- _TEKSTFRAGMENT_
____

Britse Propaganda Film Slag bij de Somme

De bijgevoegde film is een Britse propagandafilm over de Slag bij de Somme. Deze film toont de voorbereiding van Britse troepen, de hevige gevechten tijdens de slag en uiteindelijk de terugtrekking van de Duitse troepen tot aan de Hindenburglinie. Gemaakt in 1916, diende deze film zowel om het thuisfront te informeren als om de moraal te versterken. De beelden zijn deels geënsceneerd, maar geven een indringende indruk van de gruwelen en schaal van de oorlog. De film blijft een historisch document en illustratie van de eerste grote moderne oorlog, ondanks het propagandistische karakter.

Achtergrond: de aanloop naar de slag

De Eerste Wereldoorlog was in een patstelling terechtgekomen na de snelle opmars van het Duitse leger in 1914. Na deze initiële successen veranderde de oorlog in een statische loopgravenoorlog, waarbij beide zijden zich diep hadden ingegraven. Het Westelijk Front, dat zich uitstrekte van de Noordzee tot de Zwitserse grens, werd het toneel van langdurige en bloedige veldslagen, waarbij geen van beide zijden een beslissende overwinning kon behalen.

De geallieerden, met name de Britten en de Fransen, besloten in 1916 een offensief te lanceren om een doorbraak te forceren en de patstelling te doorbreken. De locatie voor dit offensief werd bepaald door de strategische ligging van de rivier de Somme, een gebied met glooiende heuvels dat relatief dicht bij Parijs lag. De keuze voor de Somme was deels ingegeven door de noodzaak om de Fransen te ontlasten, die zwaar in de verdediging waren bij Verdun, waar de Duitsers een verwoestend offensief hadden ingezet.

____

- _REGELS UIT DATASET_
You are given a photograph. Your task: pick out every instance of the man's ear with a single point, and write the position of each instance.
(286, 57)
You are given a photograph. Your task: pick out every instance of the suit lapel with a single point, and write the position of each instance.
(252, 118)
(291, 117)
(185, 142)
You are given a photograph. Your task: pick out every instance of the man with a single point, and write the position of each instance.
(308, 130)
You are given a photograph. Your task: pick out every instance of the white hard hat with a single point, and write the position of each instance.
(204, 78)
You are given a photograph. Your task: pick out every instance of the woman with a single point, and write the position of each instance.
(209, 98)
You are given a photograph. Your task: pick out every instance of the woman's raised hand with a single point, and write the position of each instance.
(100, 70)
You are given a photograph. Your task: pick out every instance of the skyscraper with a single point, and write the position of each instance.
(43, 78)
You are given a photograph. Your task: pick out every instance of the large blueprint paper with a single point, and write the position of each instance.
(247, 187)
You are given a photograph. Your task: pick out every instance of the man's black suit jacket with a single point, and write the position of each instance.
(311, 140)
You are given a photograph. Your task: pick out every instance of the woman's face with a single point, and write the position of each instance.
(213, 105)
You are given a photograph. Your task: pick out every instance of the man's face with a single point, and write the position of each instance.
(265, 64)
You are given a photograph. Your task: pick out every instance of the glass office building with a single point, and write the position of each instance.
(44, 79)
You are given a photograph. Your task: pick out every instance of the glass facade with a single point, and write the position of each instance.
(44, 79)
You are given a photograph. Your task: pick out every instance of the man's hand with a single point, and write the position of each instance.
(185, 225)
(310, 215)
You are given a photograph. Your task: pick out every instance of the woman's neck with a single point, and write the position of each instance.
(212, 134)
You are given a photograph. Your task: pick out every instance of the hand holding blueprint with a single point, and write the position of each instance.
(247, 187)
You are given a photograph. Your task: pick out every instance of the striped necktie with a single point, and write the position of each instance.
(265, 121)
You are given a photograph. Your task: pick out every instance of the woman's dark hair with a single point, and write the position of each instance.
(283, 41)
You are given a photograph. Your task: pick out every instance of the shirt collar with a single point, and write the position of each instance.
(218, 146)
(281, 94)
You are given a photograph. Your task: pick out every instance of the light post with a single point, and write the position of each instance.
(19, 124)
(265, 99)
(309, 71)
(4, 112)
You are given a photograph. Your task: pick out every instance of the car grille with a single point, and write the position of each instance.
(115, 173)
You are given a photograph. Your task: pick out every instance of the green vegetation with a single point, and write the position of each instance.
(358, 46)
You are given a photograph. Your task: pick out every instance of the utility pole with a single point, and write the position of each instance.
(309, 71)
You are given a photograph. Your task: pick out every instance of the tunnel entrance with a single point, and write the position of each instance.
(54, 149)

____

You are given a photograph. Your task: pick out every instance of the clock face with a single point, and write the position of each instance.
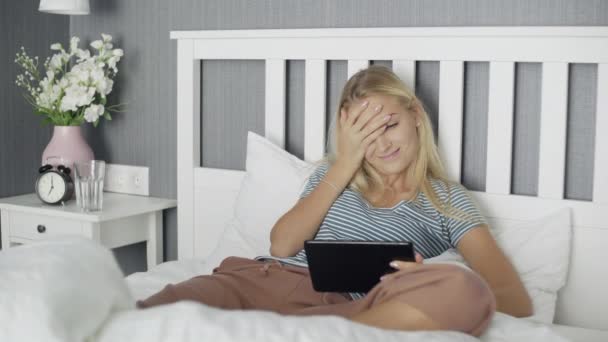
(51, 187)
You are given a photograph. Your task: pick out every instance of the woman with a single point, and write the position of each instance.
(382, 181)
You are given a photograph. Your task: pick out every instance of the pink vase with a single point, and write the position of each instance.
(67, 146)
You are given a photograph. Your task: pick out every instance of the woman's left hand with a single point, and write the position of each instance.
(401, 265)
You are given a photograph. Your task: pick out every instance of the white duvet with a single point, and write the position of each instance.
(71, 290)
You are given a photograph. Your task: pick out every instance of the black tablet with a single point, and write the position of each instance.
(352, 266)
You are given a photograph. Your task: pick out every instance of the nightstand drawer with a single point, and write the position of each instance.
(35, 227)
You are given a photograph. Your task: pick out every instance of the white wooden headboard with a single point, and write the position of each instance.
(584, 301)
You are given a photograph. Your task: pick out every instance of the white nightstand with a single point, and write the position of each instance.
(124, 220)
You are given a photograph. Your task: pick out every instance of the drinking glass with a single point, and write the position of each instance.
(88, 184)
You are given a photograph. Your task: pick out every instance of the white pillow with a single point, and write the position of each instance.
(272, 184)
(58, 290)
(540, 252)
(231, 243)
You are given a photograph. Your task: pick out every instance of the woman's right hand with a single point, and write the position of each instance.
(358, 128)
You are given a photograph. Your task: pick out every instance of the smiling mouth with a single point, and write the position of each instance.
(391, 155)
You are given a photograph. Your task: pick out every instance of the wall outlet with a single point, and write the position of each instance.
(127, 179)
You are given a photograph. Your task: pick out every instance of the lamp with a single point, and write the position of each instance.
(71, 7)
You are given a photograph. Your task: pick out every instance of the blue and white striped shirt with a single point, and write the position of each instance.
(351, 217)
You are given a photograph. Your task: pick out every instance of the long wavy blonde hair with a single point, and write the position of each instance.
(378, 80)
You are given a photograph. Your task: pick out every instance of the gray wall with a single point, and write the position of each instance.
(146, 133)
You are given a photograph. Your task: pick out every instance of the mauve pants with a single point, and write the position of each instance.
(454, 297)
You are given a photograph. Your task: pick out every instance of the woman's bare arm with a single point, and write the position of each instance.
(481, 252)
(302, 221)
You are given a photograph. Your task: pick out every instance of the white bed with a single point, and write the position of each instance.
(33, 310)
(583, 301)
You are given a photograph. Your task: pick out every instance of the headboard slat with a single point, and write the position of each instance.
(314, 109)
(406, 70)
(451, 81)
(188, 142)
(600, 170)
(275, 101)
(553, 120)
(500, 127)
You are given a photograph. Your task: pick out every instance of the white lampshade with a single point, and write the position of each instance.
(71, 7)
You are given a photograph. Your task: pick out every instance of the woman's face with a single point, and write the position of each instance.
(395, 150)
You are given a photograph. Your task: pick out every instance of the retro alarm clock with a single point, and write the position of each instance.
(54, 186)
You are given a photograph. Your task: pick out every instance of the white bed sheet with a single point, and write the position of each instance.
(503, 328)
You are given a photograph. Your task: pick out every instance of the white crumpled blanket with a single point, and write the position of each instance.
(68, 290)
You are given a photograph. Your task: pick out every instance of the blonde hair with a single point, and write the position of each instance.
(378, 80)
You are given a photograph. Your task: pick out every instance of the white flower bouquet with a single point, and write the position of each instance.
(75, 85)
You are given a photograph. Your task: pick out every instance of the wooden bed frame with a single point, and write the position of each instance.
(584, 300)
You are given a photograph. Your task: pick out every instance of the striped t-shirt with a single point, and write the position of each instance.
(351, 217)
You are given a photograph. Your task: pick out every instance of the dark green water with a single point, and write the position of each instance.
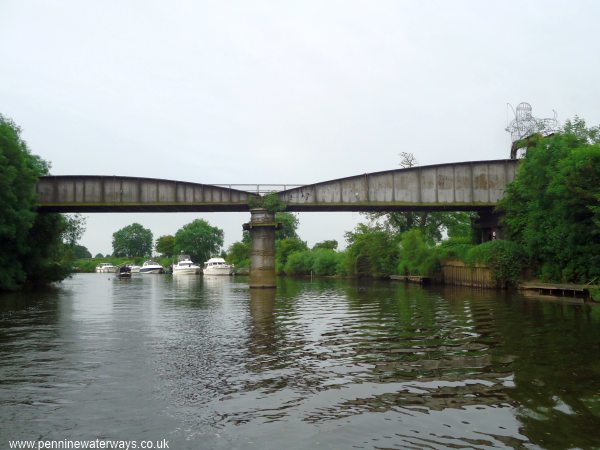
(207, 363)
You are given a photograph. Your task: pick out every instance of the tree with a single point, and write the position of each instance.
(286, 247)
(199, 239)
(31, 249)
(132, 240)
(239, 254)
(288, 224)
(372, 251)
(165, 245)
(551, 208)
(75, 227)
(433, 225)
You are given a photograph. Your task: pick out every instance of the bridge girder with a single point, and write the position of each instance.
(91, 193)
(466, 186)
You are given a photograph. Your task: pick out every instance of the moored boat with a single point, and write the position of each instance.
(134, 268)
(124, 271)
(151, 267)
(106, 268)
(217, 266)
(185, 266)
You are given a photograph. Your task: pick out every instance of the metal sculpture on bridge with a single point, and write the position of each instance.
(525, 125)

____

- _OPDRACHTEN_
A. Noem alle onderdelen van de Slag bij de Somme die de film volgens het tekstfragment toont.
B. Welke twee doelen diende de film volgens het tekstfragment?
De regels vormen afzonderlijk materiaal dat los staat van het tekstfragment.

- _ANTWOORDEN PER OPDRACHT_
A.
- De voorbereiding van Britse troepen
- De hevige gevechten tijdens de slag
- De terugtrekking van de Duitse troepen tot aan de Hindenburglinie

B. De film diende om het thuisfront te informeren en om de moraal te versterken.